EXERCISE DESCRIPTION —
List every line in the records below that contains the word "each".
*** RECORDS FOR PROCESSING ***
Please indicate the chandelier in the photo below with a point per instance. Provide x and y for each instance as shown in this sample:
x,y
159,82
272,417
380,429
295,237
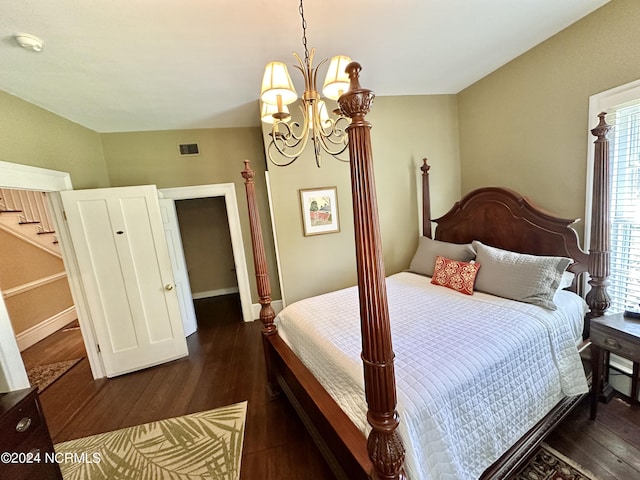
***
WRITTEN RESPONSE —
Please indicate the chandelier in the photo below with a point per instance. Provide x and y for each instance as shown in this sample:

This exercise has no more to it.